Start of Source material

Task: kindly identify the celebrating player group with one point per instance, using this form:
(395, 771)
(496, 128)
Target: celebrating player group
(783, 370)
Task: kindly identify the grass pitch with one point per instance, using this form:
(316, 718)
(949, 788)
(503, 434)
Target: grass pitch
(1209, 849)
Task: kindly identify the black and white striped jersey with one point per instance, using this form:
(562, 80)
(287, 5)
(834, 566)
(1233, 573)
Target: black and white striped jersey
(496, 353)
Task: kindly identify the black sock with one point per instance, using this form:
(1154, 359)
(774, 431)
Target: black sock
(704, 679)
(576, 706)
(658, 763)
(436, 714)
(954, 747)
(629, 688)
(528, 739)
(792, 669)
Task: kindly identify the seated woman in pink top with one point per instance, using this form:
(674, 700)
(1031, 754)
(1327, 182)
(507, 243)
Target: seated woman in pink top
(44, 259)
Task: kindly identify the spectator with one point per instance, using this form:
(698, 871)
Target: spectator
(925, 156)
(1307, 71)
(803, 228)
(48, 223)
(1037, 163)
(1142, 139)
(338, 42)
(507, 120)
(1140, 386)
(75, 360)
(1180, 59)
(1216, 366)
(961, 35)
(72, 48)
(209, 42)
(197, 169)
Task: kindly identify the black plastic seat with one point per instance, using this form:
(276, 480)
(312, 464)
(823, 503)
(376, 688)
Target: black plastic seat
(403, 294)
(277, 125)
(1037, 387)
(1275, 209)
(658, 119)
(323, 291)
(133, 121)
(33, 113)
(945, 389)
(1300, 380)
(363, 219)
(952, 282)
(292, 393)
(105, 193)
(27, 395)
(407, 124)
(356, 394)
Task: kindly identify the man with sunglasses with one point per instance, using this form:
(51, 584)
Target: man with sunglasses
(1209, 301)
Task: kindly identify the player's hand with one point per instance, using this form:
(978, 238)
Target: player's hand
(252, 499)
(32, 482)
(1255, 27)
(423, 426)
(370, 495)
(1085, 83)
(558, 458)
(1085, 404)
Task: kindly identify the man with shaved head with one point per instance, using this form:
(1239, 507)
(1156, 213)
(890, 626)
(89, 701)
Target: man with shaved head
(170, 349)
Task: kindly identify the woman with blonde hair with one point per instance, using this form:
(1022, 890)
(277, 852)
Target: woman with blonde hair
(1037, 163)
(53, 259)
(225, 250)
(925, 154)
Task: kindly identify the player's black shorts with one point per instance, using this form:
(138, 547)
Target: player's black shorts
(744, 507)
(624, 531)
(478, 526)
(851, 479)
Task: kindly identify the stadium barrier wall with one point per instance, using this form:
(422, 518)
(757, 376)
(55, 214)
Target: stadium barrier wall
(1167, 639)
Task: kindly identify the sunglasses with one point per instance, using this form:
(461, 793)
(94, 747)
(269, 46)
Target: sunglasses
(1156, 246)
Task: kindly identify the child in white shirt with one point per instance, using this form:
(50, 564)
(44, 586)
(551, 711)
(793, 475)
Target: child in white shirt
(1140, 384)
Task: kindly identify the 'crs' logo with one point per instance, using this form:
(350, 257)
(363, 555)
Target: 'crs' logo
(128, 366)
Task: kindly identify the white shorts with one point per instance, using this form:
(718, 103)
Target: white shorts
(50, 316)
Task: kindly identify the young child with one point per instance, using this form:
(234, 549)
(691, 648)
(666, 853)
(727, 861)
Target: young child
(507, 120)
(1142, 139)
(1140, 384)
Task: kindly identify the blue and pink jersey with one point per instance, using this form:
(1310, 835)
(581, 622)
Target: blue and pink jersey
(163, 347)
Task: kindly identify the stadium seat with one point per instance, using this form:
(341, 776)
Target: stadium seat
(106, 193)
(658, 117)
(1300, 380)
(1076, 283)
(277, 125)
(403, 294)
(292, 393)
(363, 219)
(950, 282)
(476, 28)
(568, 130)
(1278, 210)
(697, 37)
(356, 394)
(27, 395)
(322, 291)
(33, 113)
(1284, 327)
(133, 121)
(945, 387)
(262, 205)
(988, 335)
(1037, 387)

End of Source material
Start of Source material

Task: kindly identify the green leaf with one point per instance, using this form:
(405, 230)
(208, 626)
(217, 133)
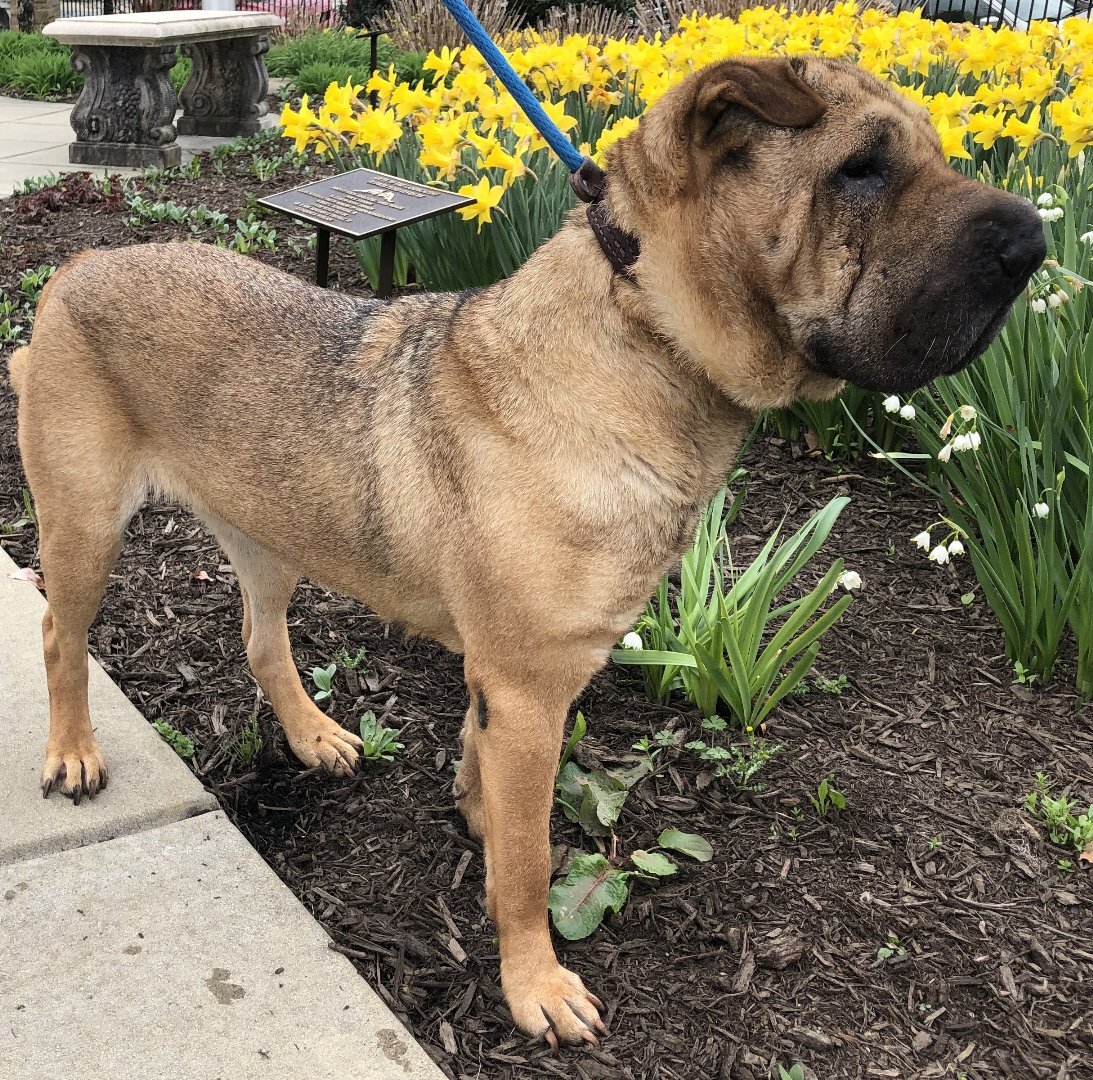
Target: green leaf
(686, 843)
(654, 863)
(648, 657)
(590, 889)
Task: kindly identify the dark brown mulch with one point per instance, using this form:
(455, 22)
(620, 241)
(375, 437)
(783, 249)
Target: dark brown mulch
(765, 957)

End of Source material
Start of Source material

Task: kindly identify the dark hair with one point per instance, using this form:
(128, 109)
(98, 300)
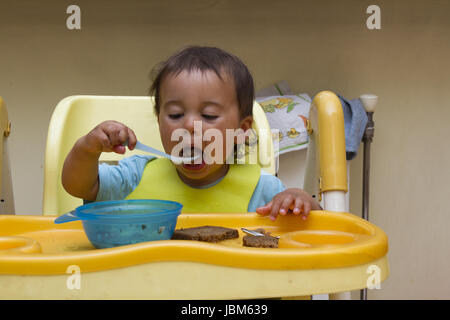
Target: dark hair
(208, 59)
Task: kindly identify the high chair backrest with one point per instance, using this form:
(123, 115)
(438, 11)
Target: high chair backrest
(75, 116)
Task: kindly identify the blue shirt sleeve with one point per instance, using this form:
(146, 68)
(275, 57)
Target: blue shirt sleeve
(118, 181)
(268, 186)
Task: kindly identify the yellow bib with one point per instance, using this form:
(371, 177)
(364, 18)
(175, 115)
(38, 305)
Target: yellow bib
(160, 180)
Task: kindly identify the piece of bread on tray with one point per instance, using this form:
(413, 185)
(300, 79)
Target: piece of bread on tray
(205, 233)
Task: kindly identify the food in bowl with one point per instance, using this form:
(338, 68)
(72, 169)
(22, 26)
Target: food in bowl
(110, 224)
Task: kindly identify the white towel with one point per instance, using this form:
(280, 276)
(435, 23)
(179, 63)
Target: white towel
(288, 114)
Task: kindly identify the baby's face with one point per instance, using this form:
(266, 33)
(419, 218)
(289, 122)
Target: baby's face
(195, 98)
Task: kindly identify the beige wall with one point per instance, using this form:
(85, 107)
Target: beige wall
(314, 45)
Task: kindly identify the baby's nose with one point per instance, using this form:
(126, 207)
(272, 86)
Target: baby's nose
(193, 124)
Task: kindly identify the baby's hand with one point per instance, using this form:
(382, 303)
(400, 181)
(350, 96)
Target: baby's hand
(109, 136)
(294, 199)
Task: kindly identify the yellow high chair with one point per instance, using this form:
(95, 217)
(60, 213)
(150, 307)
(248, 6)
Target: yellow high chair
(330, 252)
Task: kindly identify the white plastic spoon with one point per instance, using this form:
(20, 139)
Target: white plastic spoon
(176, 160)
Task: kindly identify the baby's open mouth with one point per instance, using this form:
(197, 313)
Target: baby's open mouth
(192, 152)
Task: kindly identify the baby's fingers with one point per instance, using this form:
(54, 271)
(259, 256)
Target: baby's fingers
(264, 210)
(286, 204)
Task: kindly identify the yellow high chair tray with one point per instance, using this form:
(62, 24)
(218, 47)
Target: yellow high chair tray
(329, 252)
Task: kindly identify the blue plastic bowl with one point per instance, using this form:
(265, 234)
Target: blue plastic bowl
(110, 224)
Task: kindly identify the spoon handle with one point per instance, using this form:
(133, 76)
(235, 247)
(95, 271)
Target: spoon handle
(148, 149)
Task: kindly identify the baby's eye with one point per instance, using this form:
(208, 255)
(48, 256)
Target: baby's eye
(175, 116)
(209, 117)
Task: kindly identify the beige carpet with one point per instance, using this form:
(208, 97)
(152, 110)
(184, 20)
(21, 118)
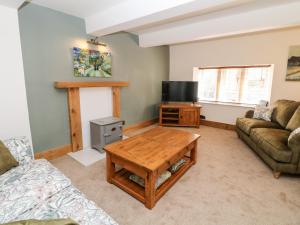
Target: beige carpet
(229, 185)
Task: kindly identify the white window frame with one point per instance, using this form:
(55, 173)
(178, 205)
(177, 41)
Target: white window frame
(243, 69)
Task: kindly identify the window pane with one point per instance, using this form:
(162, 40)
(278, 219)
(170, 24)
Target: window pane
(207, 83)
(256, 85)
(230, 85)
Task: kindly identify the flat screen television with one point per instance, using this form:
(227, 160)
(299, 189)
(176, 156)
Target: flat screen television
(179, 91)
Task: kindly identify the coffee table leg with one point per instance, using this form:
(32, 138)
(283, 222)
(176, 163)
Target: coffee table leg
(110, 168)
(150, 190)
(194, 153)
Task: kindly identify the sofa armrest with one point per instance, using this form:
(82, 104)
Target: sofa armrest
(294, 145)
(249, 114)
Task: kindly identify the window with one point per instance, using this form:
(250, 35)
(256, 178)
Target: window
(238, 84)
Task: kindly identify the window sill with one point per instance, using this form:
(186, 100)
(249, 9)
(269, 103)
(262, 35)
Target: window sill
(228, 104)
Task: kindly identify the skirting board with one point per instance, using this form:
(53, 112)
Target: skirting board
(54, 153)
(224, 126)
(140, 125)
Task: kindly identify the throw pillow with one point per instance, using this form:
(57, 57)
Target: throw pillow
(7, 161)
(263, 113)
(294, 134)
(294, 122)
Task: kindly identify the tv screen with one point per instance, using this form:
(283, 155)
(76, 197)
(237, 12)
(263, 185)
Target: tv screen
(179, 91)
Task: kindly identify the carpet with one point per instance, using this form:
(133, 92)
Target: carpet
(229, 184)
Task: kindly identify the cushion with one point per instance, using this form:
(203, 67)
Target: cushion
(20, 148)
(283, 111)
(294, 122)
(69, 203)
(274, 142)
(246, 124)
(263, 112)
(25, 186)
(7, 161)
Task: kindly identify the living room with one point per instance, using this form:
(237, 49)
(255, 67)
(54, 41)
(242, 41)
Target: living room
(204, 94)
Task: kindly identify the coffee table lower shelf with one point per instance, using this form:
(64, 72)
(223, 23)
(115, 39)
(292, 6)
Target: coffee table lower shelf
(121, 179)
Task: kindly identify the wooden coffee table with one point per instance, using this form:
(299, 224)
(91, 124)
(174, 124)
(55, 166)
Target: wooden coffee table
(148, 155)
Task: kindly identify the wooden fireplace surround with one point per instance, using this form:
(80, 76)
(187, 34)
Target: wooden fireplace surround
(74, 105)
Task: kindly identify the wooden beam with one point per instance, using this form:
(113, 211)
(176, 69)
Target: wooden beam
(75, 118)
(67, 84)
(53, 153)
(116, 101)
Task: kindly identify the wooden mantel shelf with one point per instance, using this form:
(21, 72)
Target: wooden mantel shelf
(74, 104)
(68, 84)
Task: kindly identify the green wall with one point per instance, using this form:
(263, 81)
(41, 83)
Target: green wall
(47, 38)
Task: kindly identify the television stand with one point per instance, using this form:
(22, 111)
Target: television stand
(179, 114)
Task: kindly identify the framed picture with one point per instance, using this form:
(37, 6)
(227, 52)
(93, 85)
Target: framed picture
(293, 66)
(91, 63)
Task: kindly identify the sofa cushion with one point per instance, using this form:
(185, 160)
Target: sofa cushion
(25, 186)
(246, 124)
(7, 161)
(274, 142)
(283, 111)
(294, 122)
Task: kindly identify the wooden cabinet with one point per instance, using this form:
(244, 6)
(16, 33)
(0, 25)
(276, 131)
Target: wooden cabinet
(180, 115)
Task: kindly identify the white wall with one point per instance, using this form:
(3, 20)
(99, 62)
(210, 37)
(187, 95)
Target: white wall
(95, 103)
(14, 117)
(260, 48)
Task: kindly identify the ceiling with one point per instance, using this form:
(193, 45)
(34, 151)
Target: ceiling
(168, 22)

End of Source material

- _Exercise aim_
What do the lines above say from the one containing "Task: kindly identify the celebrating" down to the one containing "Task: kindly identify the black sock"? Return them exactly, both end lines included, and only them.

- _Response to the task_
Task: kindly identify the celebrating player group with one point per instance, using this form:
(395, 771)
(496, 128)
Target: celebrating player group
(783, 370)
Task: kindly identify the grass pitch with one point per instance, using this form:
(316, 718)
(949, 788)
(503, 434)
Target: grass pitch
(1209, 849)
Task: kindly identify the black and white striped jersey with one point per instance, using this form:
(562, 80)
(287, 5)
(834, 566)
(1233, 573)
Target: black and white striped jersey
(496, 353)
Task: kindly identify the black sock with one point per instance, using this form:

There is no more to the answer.